> **Extracted material**
==================================================

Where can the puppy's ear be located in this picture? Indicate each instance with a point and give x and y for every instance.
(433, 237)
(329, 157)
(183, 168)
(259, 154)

==================================================

Reproduce the data above word for word, keeping each line as it is.

Where can the puppy's ear be located in this picture? Indicate each instance with a point and give x and y for every instance.
(433, 237)
(329, 157)
(183, 168)
(259, 154)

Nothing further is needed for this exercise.